* Problem
Nothing but the lines from the one with "grab the road" through the last line of the entries below should appear in the copy, please, and no pictures.

------ Available records

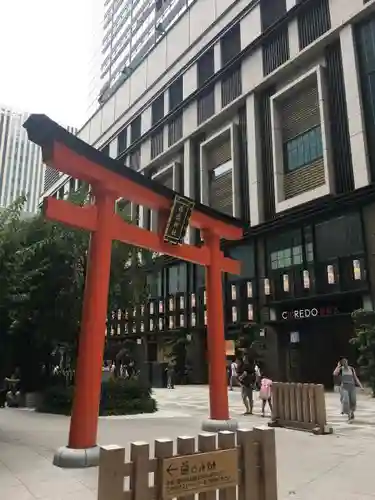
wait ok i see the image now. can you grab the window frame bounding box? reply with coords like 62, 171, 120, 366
152, 94, 165, 126
220, 24, 241, 66
197, 47, 215, 88
118, 128, 127, 154
283, 125, 323, 173
169, 76, 183, 112
130, 116, 142, 144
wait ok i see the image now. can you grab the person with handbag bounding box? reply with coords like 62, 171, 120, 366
333, 357, 364, 422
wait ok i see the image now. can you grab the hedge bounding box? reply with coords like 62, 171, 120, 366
37, 378, 157, 416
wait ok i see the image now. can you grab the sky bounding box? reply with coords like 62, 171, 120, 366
0, 0, 100, 129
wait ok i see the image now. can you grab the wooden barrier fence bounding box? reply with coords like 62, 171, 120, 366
269, 382, 333, 435
98, 427, 278, 500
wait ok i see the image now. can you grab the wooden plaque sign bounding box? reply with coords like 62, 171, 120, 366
163, 194, 195, 245
161, 448, 238, 499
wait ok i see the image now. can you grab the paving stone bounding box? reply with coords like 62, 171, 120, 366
0, 386, 374, 499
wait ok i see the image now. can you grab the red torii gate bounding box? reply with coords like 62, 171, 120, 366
24, 115, 243, 468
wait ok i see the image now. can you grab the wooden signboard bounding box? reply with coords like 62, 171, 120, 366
161, 448, 238, 499
163, 194, 195, 245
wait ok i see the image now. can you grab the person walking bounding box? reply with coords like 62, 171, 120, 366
229, 357, 238, 391
166, 362, 175, 389
254, 361, 261, 391
333, 357, 364, 422
237, 356, 256, 415
259, 373, 273, 417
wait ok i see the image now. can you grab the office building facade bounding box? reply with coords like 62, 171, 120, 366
0, 105, 76, 214
95, 0, 194, 108
42, 0, 375, 387
0, 105, 45, 213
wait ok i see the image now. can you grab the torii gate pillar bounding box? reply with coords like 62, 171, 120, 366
201, 230, 236, 431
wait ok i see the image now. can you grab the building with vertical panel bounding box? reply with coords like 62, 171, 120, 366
0, 105, 76, 214
0, 105, 44, 214
41, 0, 375, 388
96, 0, 196, 108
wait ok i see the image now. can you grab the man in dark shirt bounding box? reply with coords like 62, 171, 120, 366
237, 355, 256, 415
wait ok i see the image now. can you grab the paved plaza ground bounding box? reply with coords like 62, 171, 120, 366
1, 386, 375, 499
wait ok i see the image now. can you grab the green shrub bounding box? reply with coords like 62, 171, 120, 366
37, 385, 74, 415
37, 378, 157, 416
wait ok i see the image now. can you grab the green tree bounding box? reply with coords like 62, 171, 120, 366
0, 196, 30, 379
166, 332, 188, 383
351, 309, 375, 396
0, 191, 151, 391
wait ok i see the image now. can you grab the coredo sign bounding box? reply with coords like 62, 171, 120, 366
281, 306, 339, 320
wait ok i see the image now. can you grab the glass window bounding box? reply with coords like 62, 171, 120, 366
197, 48, 215, 87
169, 77, 183, 112
306, 242, 314, 262
356, 17, 375, 177
220, 24, 241, 65
227, 245, 255, 281
270, 245, 302, 269
168, 265, 187, 294
315, 213, 364, 261
147, 271, 162, 297
268, 230, 303, 270
284, 125, 323, 172
196, 265, 205, 287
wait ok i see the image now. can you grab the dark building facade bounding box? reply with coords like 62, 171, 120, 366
41, 0, 375, 388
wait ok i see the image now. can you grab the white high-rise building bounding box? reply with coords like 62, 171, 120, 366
0, 105, 76, 214
0, 105, 44, 213
88, 0, 193, 114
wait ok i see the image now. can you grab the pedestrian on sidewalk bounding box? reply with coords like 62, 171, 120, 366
237, 355, 255, 415
259, 373, 273, 417
333, 357, 364, 422
254, 361, 261, 391
166, 362, 175, 389
229, 357, 238, 391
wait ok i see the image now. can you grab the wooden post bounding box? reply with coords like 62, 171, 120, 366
198, 433, 217, 500
284, 383, 291, 422
218, 431, 237, 500
271, 383, 279, 423
289, 383, 297, 422
314, 384, 332, 434
253, 427, 278, 500
237, 429, 260, 500
296, 383, 303, 423
308, 384, 316, 425
130, 441, 150, 500
155, 438, 174, 500
302, 384, 310, 424
177, 436, 196, 500
98, 445, 125, 500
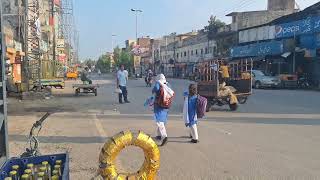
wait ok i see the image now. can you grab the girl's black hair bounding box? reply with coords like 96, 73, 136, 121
189, 84, 197, 97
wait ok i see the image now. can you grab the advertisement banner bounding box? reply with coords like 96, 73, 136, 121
58, 54, 66, 62
57, 39, 65, 48
133, 56, 141, 68
275, 16, 320, 38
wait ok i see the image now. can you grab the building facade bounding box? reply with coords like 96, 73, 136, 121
231, 2, 320, 88
227, 0, 296, 31
156, 32, 217, 78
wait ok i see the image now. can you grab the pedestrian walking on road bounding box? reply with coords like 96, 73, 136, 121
117, 64, 130, 104
152, 74, 175, 146
183, 84, 199, 143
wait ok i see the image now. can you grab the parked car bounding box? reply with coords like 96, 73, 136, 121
252, 70, 281, 89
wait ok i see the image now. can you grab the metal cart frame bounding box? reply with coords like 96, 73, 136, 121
0, 1, 9, 167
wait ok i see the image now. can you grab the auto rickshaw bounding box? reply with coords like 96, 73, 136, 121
66, 66, 78, 80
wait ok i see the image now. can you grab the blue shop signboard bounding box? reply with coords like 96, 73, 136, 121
231, 41, 283, 58
275, 16, 320, 38
316, 33, 320, 48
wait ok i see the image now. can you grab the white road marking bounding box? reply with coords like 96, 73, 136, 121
93, 114, 107, 137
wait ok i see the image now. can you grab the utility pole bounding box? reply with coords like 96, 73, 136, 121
293, 31, 296, 73
51, 0, 56, 62
26, 0, 42, 90
0, 0, 9, 161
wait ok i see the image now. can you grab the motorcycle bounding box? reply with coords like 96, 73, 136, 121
297, 74, 310, 89
145, 76, 153, 87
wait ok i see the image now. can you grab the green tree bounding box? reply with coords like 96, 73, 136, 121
113, 46, 121, 66
96, 54, 111, 73
204, 16, 226, 40
113, 47, 133, 70
83, 58, 96, 69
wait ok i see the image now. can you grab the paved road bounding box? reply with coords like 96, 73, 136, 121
9, 74, 320, 116
7, 74, 320, 180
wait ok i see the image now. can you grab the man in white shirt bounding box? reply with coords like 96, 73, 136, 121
117, 64, 130, 104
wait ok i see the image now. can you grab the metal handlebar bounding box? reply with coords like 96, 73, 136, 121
21, 112, 51, 158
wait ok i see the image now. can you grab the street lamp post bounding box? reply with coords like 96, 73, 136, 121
131, 9, 142, 77
131, 9, 142, 41
111, 34, 117, 71
111, 34, 117, 52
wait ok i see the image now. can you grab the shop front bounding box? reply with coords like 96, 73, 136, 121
174, 63, 187, 78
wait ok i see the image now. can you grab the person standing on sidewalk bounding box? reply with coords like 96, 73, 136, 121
117, 64, 130, 104
152, 74, 175, 146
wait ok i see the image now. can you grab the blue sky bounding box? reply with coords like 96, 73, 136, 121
74, 0, 319, 60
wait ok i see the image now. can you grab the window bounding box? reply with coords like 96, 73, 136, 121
205, 48, 208, 54
201, 49, 203, 54
181, 52, 183, 57
209, 47, 213, 53
184, 52, 187, 57
177, 53, 179, 59
191, 50, 193, 56
196, 49, 198, 55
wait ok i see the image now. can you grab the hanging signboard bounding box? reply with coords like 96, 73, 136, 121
231, 41, 283, 58
58, 54, 66, 62
14, 41, 22, 52
54, 0, 60, 6
56, 39, 65, 48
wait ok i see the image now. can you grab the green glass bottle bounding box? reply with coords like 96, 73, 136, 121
39, 166, 48, 180
53, 165, 61, 177
27, 163, 35, 175
52, 170, 59, 177
51, 175, 59, 180
11, 165, 20, 178
55, 160, 62, 165
36, 172, 45, 180
9, 171, 18, 180
24, 169, 34, 180
41, 161, 51, 179
21, 174, 30, 180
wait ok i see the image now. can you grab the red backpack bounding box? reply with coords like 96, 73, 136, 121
197, 95, 207, 118
156, 85, 175, 109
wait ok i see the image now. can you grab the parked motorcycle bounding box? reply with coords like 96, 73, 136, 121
297, 74, 311, 89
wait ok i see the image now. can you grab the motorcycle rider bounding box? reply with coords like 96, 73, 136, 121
145, 69, 153, 86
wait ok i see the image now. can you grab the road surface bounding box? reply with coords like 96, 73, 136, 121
7, 74, 320, 180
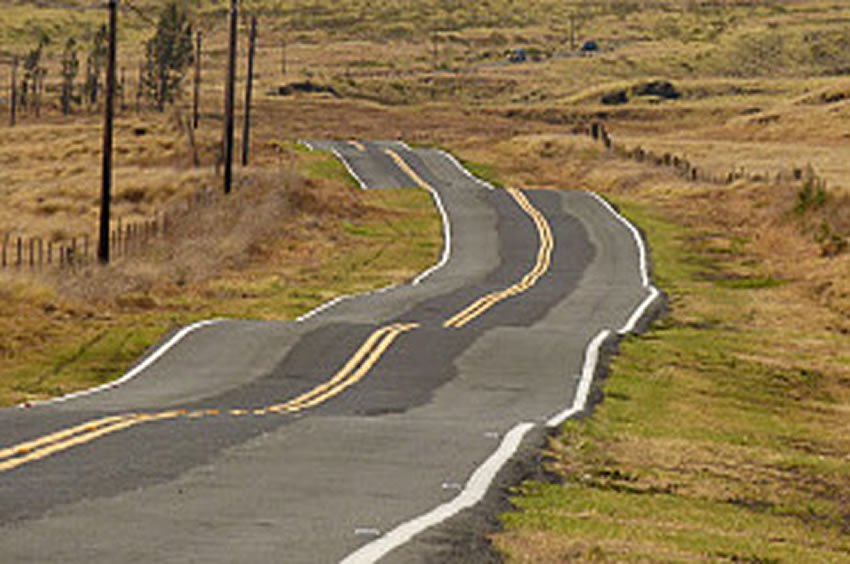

------------

* Response for this exercise
wait ok i see the image now. can you grab the road surface bounding box? reply with coords like 96, 73, 136, 121
7, 74, 320, 180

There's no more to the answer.